** MATERIAL FOR THE TASK follows **
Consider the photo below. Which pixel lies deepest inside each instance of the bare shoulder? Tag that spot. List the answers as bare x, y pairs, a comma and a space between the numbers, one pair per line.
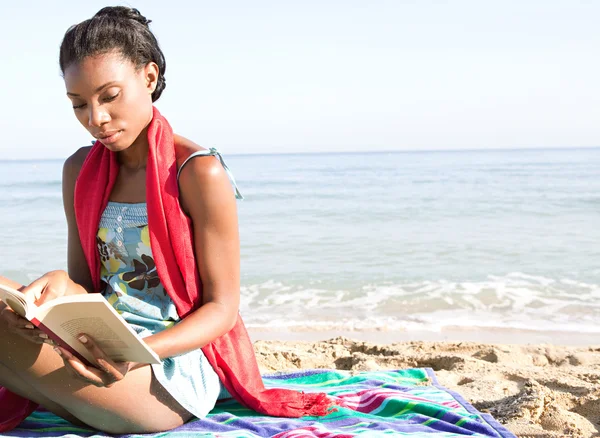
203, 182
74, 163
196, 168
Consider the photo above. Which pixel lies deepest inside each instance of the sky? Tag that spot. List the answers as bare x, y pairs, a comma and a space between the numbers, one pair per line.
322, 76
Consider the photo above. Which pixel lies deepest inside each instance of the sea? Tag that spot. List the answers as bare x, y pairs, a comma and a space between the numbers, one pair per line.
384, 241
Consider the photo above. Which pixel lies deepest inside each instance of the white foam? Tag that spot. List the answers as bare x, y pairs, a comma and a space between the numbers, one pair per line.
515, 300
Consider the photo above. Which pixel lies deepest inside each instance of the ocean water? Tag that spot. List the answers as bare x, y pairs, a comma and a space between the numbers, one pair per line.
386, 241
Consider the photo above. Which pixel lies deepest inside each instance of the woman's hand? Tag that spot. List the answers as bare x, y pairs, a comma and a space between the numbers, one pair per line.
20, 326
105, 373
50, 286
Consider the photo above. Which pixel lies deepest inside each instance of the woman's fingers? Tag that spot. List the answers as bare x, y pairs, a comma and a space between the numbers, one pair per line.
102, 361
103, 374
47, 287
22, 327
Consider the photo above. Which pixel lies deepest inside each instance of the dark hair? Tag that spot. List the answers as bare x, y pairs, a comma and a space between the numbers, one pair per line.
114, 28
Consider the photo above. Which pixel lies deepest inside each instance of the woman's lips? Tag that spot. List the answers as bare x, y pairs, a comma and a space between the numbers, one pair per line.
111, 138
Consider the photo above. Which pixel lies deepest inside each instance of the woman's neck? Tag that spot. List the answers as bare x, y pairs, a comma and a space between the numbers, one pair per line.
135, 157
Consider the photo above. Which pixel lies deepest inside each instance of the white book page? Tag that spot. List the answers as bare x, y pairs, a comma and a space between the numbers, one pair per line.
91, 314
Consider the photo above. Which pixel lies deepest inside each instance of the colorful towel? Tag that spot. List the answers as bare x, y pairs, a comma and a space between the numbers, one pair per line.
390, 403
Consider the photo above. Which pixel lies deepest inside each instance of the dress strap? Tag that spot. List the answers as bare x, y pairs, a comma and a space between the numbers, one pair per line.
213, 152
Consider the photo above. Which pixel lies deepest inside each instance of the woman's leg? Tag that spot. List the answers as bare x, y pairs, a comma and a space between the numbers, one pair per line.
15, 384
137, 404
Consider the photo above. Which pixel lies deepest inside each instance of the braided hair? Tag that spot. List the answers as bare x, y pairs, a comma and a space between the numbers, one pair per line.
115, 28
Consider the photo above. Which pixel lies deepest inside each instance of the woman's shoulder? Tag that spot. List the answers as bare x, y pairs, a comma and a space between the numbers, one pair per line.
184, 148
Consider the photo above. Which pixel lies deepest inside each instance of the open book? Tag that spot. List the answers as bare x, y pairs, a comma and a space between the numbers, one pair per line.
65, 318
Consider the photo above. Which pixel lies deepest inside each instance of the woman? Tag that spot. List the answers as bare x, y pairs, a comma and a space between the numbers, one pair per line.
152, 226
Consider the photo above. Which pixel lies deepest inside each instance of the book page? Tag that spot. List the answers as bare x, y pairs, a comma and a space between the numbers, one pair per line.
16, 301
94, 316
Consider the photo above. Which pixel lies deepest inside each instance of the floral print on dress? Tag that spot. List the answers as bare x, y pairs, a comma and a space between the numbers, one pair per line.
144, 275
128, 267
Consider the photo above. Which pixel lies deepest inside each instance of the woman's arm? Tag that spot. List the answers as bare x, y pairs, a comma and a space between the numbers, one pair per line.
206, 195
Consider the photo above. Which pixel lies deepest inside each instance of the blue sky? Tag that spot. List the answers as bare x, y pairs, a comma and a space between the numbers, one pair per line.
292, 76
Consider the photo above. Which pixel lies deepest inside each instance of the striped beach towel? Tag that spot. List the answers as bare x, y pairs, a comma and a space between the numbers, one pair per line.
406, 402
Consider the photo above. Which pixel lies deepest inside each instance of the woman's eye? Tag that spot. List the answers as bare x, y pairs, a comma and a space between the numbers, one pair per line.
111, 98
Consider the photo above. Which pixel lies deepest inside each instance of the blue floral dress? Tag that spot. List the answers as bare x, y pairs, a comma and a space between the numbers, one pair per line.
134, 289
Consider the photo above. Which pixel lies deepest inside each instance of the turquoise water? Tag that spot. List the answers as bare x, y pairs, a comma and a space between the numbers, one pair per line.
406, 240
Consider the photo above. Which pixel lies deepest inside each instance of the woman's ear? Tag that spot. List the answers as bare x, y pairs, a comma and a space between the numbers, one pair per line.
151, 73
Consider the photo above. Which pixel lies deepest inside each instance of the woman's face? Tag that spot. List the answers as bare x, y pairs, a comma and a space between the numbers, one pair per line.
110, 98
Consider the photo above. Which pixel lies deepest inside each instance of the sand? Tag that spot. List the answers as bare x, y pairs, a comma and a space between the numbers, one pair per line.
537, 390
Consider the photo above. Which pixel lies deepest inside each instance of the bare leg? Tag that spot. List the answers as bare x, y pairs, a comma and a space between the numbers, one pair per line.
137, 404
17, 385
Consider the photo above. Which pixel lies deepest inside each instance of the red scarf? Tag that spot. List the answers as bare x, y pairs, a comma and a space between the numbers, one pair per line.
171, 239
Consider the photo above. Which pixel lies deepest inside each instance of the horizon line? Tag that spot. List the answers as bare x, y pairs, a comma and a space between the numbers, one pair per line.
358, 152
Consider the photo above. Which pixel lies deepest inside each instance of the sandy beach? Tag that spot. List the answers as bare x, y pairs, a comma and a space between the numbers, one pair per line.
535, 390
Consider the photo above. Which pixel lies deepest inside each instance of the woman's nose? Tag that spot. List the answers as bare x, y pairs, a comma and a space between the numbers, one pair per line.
** End of MATERIAL FOR THE TASK **
#### ACTIVITY
The answer must be the data above, repeated exactly, with no pictures.

#### REPLY
Consider the photo below. Which pixel lies deepest inside each instance of the bare shoulder? Tag that spot. List the answers as bare x, y pairs, a comma and a space between the numbers, one pair per line.
203, 182
74, 163
196, 168
Consider the photo above. Which pixel lies deepest inside each instance of the sky? Tag that spot. List the answers as bare x, y pairs, a comma and a space between the numbers, one pair per line.
322, 76
Consider the photo above. Which pixel lies deepest inside each instance of the sea? Tag that spot. List the answers as bare x, y pairs, a comma and a space between the numbers, one pair per line.
384, 241
Consider the photo above. Which pixel lies deepest inside each instance of the white foam? Tag that spot. List the answers as bare x, y pairs, a comma and a space between the numbers, one pair per line.
515, 300
Consider the photo above. Which pixel lies deepest inside each instance of the ocean water? Tag that spot. List the answers as bare x, y pairs, a comma and a space between the numbers, one pair per line.
386, 241
Consider the photo above. Which pixel lies deepest inside each instance of the woman's hand? Tag that spot. List the answers as bare x, y pairs, a comma and a space between the numbers, one pair per line.
20, 326
105, 373
50, 286
Consider the photo above. Which pixel lies deepest inside each instance of the woman's fingers? Tag that spot. List the answers as bare x, y pairs, a comma and a space between the numbers, one pair per line.
102, 361
103, 374
47, 287
22, 327
Consider the photo above. Which pixel lies deepest inside each instance of the dark hair? Tag that spot. List the answers as bare x, y pairs, a comma and a space between the numbers, one pair per line.
114, 28
Consider the photo above. Which pixel lies deepest inside each instance of the woman's lips? Tag that spot. List the answers as bare x, y pairs, a comma and a space between the numbers, one pair per line.
111, 138
Consider the photo above. Which pixel lies deepest inside each instance of the woman's neck? Tag that spot. List the answers as bare x, y pairs, a comma and a space between the numbers, one pair per line.
135, 157
Consider the photo above. Which pixel lies deepest inside each instance of the white book page? Tag that spot. List the answers as bare x, y pairs, a comma and a space between the numbers, one pair per line.
91, 314
Consider the photo above. Which pixel lies deepest inside each instance of the colorful towel? Tag that spot. List the answers as bare x, y pairs, a comma and a space between the numbers, one pair per line.
390, 403
Consider the photo above. Which pixel lies deepest inside each instance of the dress strap? Tag that spot. List the answers as bare x, y pairs, a comma and a space between the numbers, one pair per line.
213, 152
Consider the photo above. Which pixel lies deepest inside each instance of the woman's leg? Tag that spot. List the answers as bare x, y pairs, a comma and a space between the numbers, one pair per line.
15, 384
137, 404
Consider the photo above. Which pixel lies deepest inside each instance of the braided hair? Tag that spot. List the answers as bare x, y pairs, a comma and a space between the numbers, one pair per line.
115, 28
Consider the photo above. Which pixel lies deepest inside each instance of the woman's shoulder? Tag that spot. List the answers as bare x, y pairs, a comma and a space between the numbers, one pair per line.
184, 148
Consider the photo above. Which pixel lies deepest inside each instance of the open book? Tag that spot. List the answers as bare x, y pairs, a comma and a space between the numbers, one pair per line.
65, 318
Consider the photo above. Which pixel lies deepest inside each instance of the woman? Tag that spot. List the answers as bare x, y pairs, a comma and a space between the numbers, one pair per line.
152, 226
Consider the photo above. Which pixel lies deepest inside each instance of the book page? Tag that spot. List the answers as bare x, y pairs, a comma and a space between the numbers, one pair per line.
16, 301
94, 316
Consider the photo above. Which pixel lies deepest inside each instance of the floral print on dress? Tag that spot. List the answers as bare x, y pairs, a comma and a space between the numbers, one pair per line.
144, 275
128, 267
Consider the photo above. Which pixel lies deepest inside each instance of the woman's arm? Tag that spot. List the answers as bare x, y pairs, a comma and a space between the numbers, one pair per line.
206, 195
Consider the photo above. Which pixel lies deepest inside each instance of the blue sky? Tag that spot. List the answers as bare x, y pairs, a comma and a space between the numbers, one pair per line.
292, 76
Consider the photo above. Which pixel lies deepest inside each instance of the striped beach towel? Tag that spot. List the answers as bare x, y pairs, a comma and a space between the numbers, one pair per line.
406, 402
Consider the photo above. Which pixel lies deepest inside each instance of the woman's eye? Tag that spot. List the answers as bare x, y pairs, a comma and a space between the numbers, one pair per line.
111, 98
Consider the photo above. Which pixel lies deepest inside each instance of the blue floral dress? Tag that spot. List the answers as bare x, y pairs, a comma and a space between the numbers, one pair per line.
134, 289
Consider the photo above. Which pixel lies deepest inside each instance of the turquoise water? Tag that spot. List the answers as bare x, y pairs, a comma and a space between the numbers, one pair per line.
406, 240
Consider the photo above. Which pixel lies deepest inside each instance of the woman's ear? Tag that spot. List the answers as bare x, y pairs, a comma and a space between the numbers, one pair per line.
151, 73
Consider the photo above. Which pixel lies deepest inside each instance of the woman's face? Tag that spot. List the answers as bare x, y pairs, a comma and a space between the numbers, one pair per line.
110, 98
Consider the photo above. Which pixel lies deepest inside each instance of the sand? Tag that spot. List the answers as bare x, y pairs, a comma and a space between the numbers, one pair per line.
537, 390
Consider the photo above. Which pixel lies deepest inside each instance of the bare leg? Tag that spot. List the answers as bare x, y pairs, a comma and a space between the numbers, one pair per line.
137, 404
17, 385
Consider the photo above. Which pixel lies deepest inside each instance of the red scarf? Tag that spot. List the answers as bare x, y pairs, a comma and a space between the numbers, one pair per line.
171, 239
Consider the photo above. Which pixel lies deepest inside each instance of the horizon line? Tag that spot. List the answers as bare x, y pairs, a comma and a space between the numbers, one pair per line.
358, 152
Consider the photo above. Which pixel lies deepest inside each instance of the sandy beach? Tag that spot. List the answers as bare x, y pairs, a comma and a space between the numbers, one pair per line.
535, 390
Consider the photo above. Which pixel lies deepest inside each instance of the woman's nose? Tag that spot. List the answers as bare x, y pairs, a comma and a space between the numbers, one pair per line.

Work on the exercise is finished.